Consignes de travail –
a - Recopiez, dans le texte sur le permis de conduire et les peines, le passage qui va de « 1) En amont » à « et moins stressant. ».
b - Dans le texte sur le permis de conduire et les peines, quelle mesure est proposée « en amont » pour la formation à la conduite ?
c - Rédigez la suite du texte sur le permis de conduire et les peines, à partir de sa dernière phrase.

----- Extrait proposé

Vous me direz : ah mais c'est dangereux, on ne peut pas non plus se mettre à autoriser les gens à conduire sans permis, ça fait des morts. Faudrait voir les statistiques. J'ai des doutes sur le fait que les responsables des morts sur la route seraient davantage les gens sans permis que les autres. Ce qu'on sait, c'est que ce sont en quasi totalité des hommes – de sexe masculin – et sous alcool. L'alcool est bien interdit. Le fait d'être un homme, pourtant statistiquement facteur de dangerosité sociale, est toujours autorisé (pour ne pas dire évidemment favorisé). Mais admettons. Restons sur le permis de conduire. Si le but n'était pas de domestiquer les pauvres désobéissants, mais vraiment de protéger les usagers de la route : il y aurait des solutions réellement assez simples.
1) En amont : transformer la formation à la conduite en service public, accessible à toutes et tous gratuitement. Les gens qui conduisent sans permis, c'est comme les fraudeurs dans le métro : faut pas nous prendre pour des cons, si on avait les moyens d'acheter des tickets, on le ferait, c'est quand même beaucoup plus confort et moins stressant.
2) En aval : pas la peine d'en faire tout un plat, pourquoi ne pas tout simplement condamner les fautifs à passer le permis de conduire ? voire (pour ceux qui tiennent à rendre les peines désagréables) les envoyer quelques semaines pour les récidivistes dans un centre fermé dédié, dont ils ne sortiront que leur diplôme en poche ? Voire (pour ceux qui rechignent à payer pour les fraudeurs – plus que pour les frais de bouche et cie des présidents) si la formation n'a pas encore été rendue gratuite, on peut condamner les conducteurs à rembourser leur formation.
Redonner du sens au mot « violence »
Nous sommes écoeuré-es par l'injustice des peines prévues par la loi, requises et prononcées. D'un côté il faut s'en réjouir, c'est l'ambiance du moment, grâce à Mediapart et d'autres, les affaires des « délinquants en col blanc » autrefois englouties par avance émergent, deviennent un sujet, voire sont poursuivies en justice – mais du même coup : l'injustice en devient d'autant plus visible, criante, insensée. On lit : action contre Lafarge : neuf militants écologistes comparaissent au tribunal d'Evreux. Et pendant ce temps, les avocats de Lafarge personne morale accusée de complicité de crimes contre l'humanité s'appuient sur l'arsenal législatif pour diluer les responsabilités, faire durer les procédures à l'infini, épuiser les efforts de justice (Lire Justine Augier, Personne morale, sur l'action en justice contre Lafarge). Les actionnaires de Lafarge ne seront jamais inquiétés, et s'ils le sont, pour complicité de crimes contre l'humanité, il est inimaginable qu'ils se retrouvent un jour dans le bagne des kanaks. D'un côté, crise sociale sans précédent, 49.3 à tout va, et de l'autre criminalisation de soi-disant violences qui n'en sont pas, et il faut arrêter d'utiliser ce mot de « violence » pour parler de défaut de papier, d'incendieurs de poubelles, de tagueurs de banque. Comme dans le cas des manifestations actuellement jugées de Bordeaux. Il faut désigner les faits, réduits à leur juste réalité. Mettre le feu à une poubelle : ah ben condamnons-nous à réinstaller des poubelles, voilà tout.

----------
----- Données fournies

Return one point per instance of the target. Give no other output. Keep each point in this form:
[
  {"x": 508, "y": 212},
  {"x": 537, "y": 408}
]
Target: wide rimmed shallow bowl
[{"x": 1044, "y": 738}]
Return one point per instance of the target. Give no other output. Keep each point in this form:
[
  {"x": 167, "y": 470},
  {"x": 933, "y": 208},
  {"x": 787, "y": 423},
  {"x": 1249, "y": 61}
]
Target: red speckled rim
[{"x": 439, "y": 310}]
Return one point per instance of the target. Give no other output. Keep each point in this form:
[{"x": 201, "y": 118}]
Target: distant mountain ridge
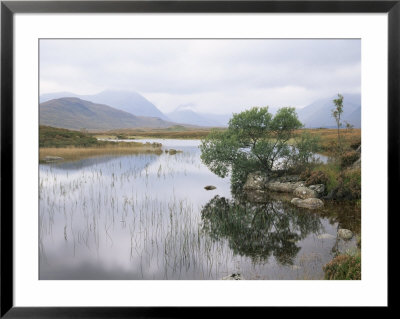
[
  {"x": 317, "y": 114},
  {"x": 187, "y": 116},
  {"x": 75, "y": 113},
  {"x": 127, "y": 101}
]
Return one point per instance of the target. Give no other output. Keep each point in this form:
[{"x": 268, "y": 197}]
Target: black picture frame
[{"x": 9, "y": 8}]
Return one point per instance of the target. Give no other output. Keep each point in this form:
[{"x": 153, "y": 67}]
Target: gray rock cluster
[{"x": 305, "y": 197}]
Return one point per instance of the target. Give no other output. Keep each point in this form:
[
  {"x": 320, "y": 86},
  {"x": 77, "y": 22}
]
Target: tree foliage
[
  {"x": 257, "y": 141},
  {"x": 336, "y": 113}
]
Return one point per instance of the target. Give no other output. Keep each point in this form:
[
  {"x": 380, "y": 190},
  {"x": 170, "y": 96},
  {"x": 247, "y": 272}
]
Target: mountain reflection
[{"x": 259, "y": 230}]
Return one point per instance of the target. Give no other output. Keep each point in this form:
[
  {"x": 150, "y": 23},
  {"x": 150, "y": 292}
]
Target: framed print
[{"x": 164, "y": 155}]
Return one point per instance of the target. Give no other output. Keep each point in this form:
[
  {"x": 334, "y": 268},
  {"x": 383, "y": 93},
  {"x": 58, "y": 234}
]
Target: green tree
[
  {"x": 254, "y": 141},
  {"x": 336, "y": 113}
]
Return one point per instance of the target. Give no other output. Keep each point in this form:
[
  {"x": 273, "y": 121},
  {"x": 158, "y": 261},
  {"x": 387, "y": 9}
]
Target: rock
[
  {"x": 255, "y": 181},
  {"x": 52, "y": 158},
  {"x": 326, "y": 236},
  {"x": 283, "y": 187},
  {"x": 345, "y": 233},
  {"x": 172, "y": 151},
  {"x": 257, "y": 196},
  {"x": 311, "y": 203},
  {"x": 305, "y": 192},
  {"x": 318, "y": 188},
  {"x": 295, "y": 200},
  {"x": 233, "y": 277},
  {"x": 295, "y": 267},
  {"x": 289, "y": 178}
]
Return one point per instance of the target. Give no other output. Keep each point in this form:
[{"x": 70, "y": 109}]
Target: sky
[{"x": 210, "y": 76}]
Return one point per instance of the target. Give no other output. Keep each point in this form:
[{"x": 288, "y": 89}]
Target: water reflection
[
  {"x": 147, "y": 216},
  {"x": 259, "y": 230}
]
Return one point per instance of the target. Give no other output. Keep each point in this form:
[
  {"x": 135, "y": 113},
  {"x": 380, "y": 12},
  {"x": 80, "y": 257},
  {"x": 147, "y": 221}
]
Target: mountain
[
  {"x": 319, "y": 113},
  {"x": 127, "y": 101},
  {"x": 185, "y": 114},
  {"x": 75, "y": 113}
]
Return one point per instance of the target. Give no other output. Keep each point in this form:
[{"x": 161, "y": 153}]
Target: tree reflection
[{"x": 259, "y": 230}]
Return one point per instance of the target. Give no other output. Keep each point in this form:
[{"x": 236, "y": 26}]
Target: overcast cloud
[{"x": 214, "y": 76}]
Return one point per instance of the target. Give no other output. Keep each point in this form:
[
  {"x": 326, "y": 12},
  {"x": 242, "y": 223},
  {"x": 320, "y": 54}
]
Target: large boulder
[
  {"x": 310, "y": 203},
  {"x": 318, "y": 188},
  {"x": 305, "y": 192},
  {"x": 288, "y": 187},
  {"x": 255, "y": 181}
]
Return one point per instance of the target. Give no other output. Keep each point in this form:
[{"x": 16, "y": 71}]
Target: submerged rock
[
  {"x": 310, "y": 203},
  {"x": 173, "y": 151},
  {"x": 52, "y": 158},
  {"x": 255, "y": 181},
  {"x": 345, "y": 233},
  {"x": 233, "y": 277},
  {"x": 305, "y": 192},
  {"x": 326, "y": 236}
]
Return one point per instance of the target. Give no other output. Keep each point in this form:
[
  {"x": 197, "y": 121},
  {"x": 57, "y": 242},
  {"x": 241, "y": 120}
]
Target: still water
[{"x": 148, "y": 216}]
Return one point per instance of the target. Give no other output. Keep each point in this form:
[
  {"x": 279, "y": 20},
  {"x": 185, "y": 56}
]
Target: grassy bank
[
  {"x": 350, "y": 139},
  {"x": 75, "y": 145},
  {"x": 173, "y": 132}
]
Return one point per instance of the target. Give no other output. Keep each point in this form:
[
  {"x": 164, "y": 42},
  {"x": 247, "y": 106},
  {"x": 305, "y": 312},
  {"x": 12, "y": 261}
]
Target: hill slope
[
  {"x": 127, "y": 101},
  {"x": 75, "y": 113}
]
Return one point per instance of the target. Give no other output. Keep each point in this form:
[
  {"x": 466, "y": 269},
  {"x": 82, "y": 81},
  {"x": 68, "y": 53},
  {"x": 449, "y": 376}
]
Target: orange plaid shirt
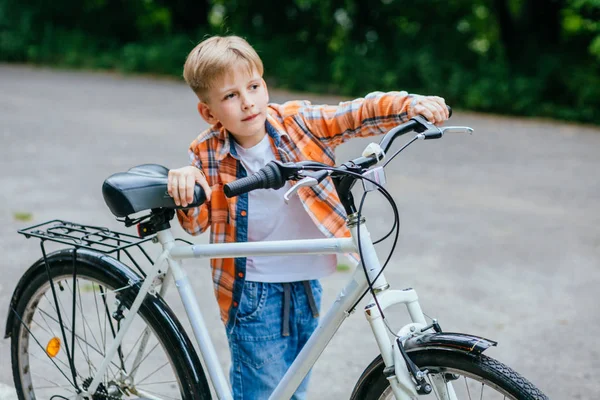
[{"x": 298, "y": 131}]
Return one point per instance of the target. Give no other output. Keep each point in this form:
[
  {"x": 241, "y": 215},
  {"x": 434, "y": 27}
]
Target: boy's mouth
[{"x": 250, "y": 117}]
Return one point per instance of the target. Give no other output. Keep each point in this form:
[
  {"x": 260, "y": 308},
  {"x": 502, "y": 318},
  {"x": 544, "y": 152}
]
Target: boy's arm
[
  {"x": 373, "y": 115},
  {"x": 196, "y": 220}
]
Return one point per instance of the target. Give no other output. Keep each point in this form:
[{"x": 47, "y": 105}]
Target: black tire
[
  {"x": 490, "y": 375},
  {"x": 36, "y": 320}
]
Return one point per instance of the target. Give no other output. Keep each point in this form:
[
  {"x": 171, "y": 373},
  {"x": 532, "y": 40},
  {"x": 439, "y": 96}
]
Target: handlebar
[
  {"x": 275, "y": 174},
  {"x": 268, "y": 177}
]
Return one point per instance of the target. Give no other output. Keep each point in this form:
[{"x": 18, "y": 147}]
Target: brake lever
[{"x": 311, "y": 178}]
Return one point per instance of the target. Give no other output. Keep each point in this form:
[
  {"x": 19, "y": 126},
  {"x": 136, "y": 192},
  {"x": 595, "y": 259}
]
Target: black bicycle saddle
[{"x": 142, "y": 188}]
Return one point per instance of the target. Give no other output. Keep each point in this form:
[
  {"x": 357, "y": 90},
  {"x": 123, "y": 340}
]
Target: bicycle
[{"x": 53, "y": 301}]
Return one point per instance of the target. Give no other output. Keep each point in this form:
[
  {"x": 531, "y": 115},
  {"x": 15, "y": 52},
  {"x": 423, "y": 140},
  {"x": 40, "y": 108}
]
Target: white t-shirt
[{"x": 269, "y": 218}]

----------

Corrigé des exercices –
a -
1) En amont : transformer la formation à la conduite en service public, accessible à toutes et tous gratuitement. Les gens qui conduisent sans permis, c'est comme les fraudeurs dans le métro : faut pas nous prendre pour des cons, si on avait les moyens d'acheter des tickets, on le ferait, c'est quand même beaucoup plus confort et moins stressant.

b - Transformer la formation à la conduite en service public, accessible gratuitement à toutes et tous.

c -
Non, mettre le feu à une poubelle dans une euphorie d'un mouvement collectif en réaction à une atteinte démocratique de l'Etat 49.3 n'est pas une violence. C'est un mini acte de résistance, une petite fête, un petit spectacle « image », car le feu est beau à filmer. S'il y a des violences en marge des manifestations : c'est celles des policiers qui éborgnent et blessent des manifestants. La porte de la mairie à brûlé ; elle était classée aux monuments historiques – c'est certes une faute de goût d'y mettre le feu ; je condamnerais les auteurs à suivre une formation en histoire de l'art et de l'architecture ; et à travailler à sa reconstruction – non seulement ceux qui ont été identifiés, mais j'ouvrirais le chantier à tous ceux qui ont participé à ces mobilisations collectives – j'aurais pu en être. Si la justice était bienveillante : elle nous offrirait l'occasion de regretter, de réparer ce qui peut l'être. Quid des policiers qui lacèrent les tentes des sans papiers ?
Défendre l'universel / défendre des intérêts dominants.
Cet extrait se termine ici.